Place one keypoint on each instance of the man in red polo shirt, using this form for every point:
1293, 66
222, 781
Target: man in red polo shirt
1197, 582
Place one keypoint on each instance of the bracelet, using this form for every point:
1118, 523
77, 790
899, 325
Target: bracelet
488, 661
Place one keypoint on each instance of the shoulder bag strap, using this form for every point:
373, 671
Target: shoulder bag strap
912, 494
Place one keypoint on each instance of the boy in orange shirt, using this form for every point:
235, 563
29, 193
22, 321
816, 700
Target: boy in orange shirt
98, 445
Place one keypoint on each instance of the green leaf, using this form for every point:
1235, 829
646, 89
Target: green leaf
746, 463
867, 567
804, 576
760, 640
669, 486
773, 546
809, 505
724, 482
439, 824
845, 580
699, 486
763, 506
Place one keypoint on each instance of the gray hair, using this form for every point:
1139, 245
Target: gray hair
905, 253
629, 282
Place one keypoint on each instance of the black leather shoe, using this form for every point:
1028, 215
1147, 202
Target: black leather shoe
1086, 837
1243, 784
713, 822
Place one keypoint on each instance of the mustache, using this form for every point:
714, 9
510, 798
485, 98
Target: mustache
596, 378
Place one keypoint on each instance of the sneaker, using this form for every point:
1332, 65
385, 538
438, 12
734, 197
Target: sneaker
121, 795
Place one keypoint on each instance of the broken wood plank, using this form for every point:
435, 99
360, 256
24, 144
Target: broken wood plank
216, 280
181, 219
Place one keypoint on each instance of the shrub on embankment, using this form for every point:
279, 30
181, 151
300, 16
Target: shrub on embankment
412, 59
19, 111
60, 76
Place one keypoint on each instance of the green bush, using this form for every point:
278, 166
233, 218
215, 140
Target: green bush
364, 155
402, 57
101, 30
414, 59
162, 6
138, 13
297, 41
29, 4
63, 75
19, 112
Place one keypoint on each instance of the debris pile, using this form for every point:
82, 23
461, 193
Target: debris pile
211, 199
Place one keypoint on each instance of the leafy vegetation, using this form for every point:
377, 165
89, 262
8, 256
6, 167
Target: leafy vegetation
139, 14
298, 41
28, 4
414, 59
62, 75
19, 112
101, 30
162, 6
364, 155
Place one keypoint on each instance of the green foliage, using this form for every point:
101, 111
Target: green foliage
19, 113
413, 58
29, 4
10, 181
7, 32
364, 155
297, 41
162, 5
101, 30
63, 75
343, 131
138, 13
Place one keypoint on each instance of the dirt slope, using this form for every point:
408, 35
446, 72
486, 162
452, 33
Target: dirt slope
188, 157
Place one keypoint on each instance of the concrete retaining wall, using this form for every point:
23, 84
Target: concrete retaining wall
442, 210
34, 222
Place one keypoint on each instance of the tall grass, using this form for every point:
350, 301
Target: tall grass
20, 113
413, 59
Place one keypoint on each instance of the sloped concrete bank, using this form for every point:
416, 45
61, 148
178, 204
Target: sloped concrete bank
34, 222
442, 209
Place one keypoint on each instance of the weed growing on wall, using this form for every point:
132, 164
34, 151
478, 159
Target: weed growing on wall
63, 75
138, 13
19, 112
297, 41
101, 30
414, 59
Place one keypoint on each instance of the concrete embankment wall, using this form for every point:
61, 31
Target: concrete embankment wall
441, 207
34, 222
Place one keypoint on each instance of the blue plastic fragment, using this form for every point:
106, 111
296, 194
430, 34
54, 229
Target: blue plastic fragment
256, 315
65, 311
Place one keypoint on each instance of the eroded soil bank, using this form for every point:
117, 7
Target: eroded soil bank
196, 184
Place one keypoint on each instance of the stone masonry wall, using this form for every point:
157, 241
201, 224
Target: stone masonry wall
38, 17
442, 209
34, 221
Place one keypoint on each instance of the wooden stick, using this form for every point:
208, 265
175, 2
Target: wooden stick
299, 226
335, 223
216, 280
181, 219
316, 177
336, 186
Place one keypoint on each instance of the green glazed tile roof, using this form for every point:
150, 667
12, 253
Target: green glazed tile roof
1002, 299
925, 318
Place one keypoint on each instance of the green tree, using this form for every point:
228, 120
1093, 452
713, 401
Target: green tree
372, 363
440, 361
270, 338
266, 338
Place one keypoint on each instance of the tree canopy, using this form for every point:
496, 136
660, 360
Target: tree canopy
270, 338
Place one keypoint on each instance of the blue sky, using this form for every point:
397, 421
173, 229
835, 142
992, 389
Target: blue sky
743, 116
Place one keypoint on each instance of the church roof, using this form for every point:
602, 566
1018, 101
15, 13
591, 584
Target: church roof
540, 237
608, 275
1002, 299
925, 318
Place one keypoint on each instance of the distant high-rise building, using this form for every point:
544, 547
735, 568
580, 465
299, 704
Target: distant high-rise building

WRITTEN INSTRUCTION: The records above are to be copied in full, exactly as written.

THE RESPONSE:
Place one keypoint on each instance of the man in red polo shirt, using this form for every point:
1293, 66
222, 781
Target: man in red polo shirt
1197, 582
Place one keypoint on each instance of the bracelet, using this form for every point:
1118, 523
77, 790
899, 325
Target: bracelet
488, 661
Place one keypoint on each instance of the shoulder bag strap, using this form for every point:
373, 671
Target: shoulder bag strap
912, 494
Place one keypoint on each instance of the boy in orange shirt, using this form for every point:
235, 563
29, 193
22, 321
816, 700
Target: boy in orange shirt
98, 445
Place one keypoint on each instance of the green leaf, using this form for every point:
1235, 829
646, 89
Target: green leaf
746, 463
867, 567
804, 576
760, 640
669, 486
773, 546
809, 505
724, 482
439, 824
845, 580
699, 486
763, 506
Place one keypoint on each instance of the gray hair, using this form for every point:
1139, 245
Target: gray hair
905, 253
629, 282
Place one keypoint on each instance of the black leather shoe, using this form for every point:
1028, 215
1147, 202
Target: black leather shoe
1086, 837
1243, 784
713, 822
Place one keypoint on each instance of the mustache, using this form for every point:
714, 9
510, 798
485, 98
Target: mustache
596, 378
Place one keypoint on each instance of the sneaker, using this form for every point:
1332, 65
385, 538
438, 12
734, 197
Target: sneaker
121, 795
Place one keypoint on each instance of the broken wood plank, using this form for every point:
435, 99
360, 256
24, 144
Target: broken wood plank
216, 280
181, 219
Place one keypoint on each instance of the shrub on embankment, using this form for every point:
279, 30
181, 151
300, 16
Target: shrub on embankment
412, 59
19, 111
60, 76
Place one keypoint on each instance of the green bush, using this form for every point:
278, 166
233, 218
215, 140
Target: green bush
364, 155
402, 57
101, 30
414, 59
162, 6
138, 13
297, 41
29, 4
63, 75
19, 112
Place one keypoint on each instance of the debris pile, using this form for every point:
82, 23
461, 193
Target: debris pile
211, 199
Place one keypoint on each instance of the leafy vegetation, using this form for every point:
377, 165
89, 262
8, 256
6, 167
Target: leafy vegetation
139, 14
298, 41
28, 4
414, 59
62, 75
19, 112
101, 30
162, 6
364, 155
Place one keypoint on each instance of the green foliage, using this form for every point:
101, 111
Target: green foliage
19, 113
413, 58
29, 4
10, 181
7, 32
364, 155
297, 41
162, 5
101, 30
63, 75
343, 131
138, 13
Place one keypoint on each instance of the dirt slope, using this form for every point:
408, 35
446, 72
486, 162
452, 33
Target: dirt slope
188, 157
Place one keypoint on each instance of the concrete retaining wall, using this form for every point:
23, 84
Target: concrete retaining wall
442, 210
34, 222
Place one keypoint on each instance of the tall grass, using this form for every point:
350, 301
Target: tall grass
20, 113
413, 59
Place one keypoint on each instance of the sloped concrete bank, using this form for every point:
416, 45
61, 148
178, 204
Target: sloped concrete bank
34, 222
442, 209
Place one keypoint on each instance of the weed growing on wall, using this form for every point:
132, 164
34, 151
478, 159
Target: weed growing on wall
63, 75
138, 13
19, 112
297, 41
101, 30
414, 59
Place one keypoint on each instance of the concrete embankment wall, using this form for every point:
61, 31
Target: concrete embankment wall
441, 207
34, 222
Place one keypoint on each instance of the blue plastic fragment, using this form for every point:
106, 111
296, 194
430, 34
54, 229
Target: blue plastic fragment
256, 315
65, 311
Place one keypoint on each instance of the eroded soil bank, using this form for every point:
117, 7
Target: eroded soil bank
196, 184
Place one keypoint on each instance of the stone masonry wall, using this form for every point:
157, 241
201, 224
Target: stone masonry wall
38, 17
442, 209
34, 221
Place one keypoint on each instance of the wooden stick, using this form for every point:
208, 265
175, 2
Target: wooden stick
299, 226
335, 223
216, 280
181, 219
316, 177
336, 186
Place one keypoint on each instance of the green glazed tile roof, using this form for every point:
150, 667
12, 253
Target: green glazed tile roof
1002, 299
925, 318
Place one keypoint on each instance of the green tree, using this form for every point:
228, 120
1093, 452
713, 401
Target: green tree
372, 363
440, 361
270, 338
266, 338
Place one keypoint on each instance of the tree canopy, using this form for every point:
496, 136
660, 360
Target: tree canopy
270, 338
Place one keypoint on each instance of the blue sky, using this form for every point:
397, 421
173, 229
835, 142
992, 389
Target: blue sky
743, 116
Place one keypoint on each instance of the church roof, using this form for every point:
602, 566
1018, 101
15, 13
591, 584
Target: church roof
540, 237
608, 275
1002, 299
925, 318
Place one keypoint on each instance of the distant high-rise building, using this form for every point:
544, 547
735, 568
580, 465
299, 704
Target: distant high-rise building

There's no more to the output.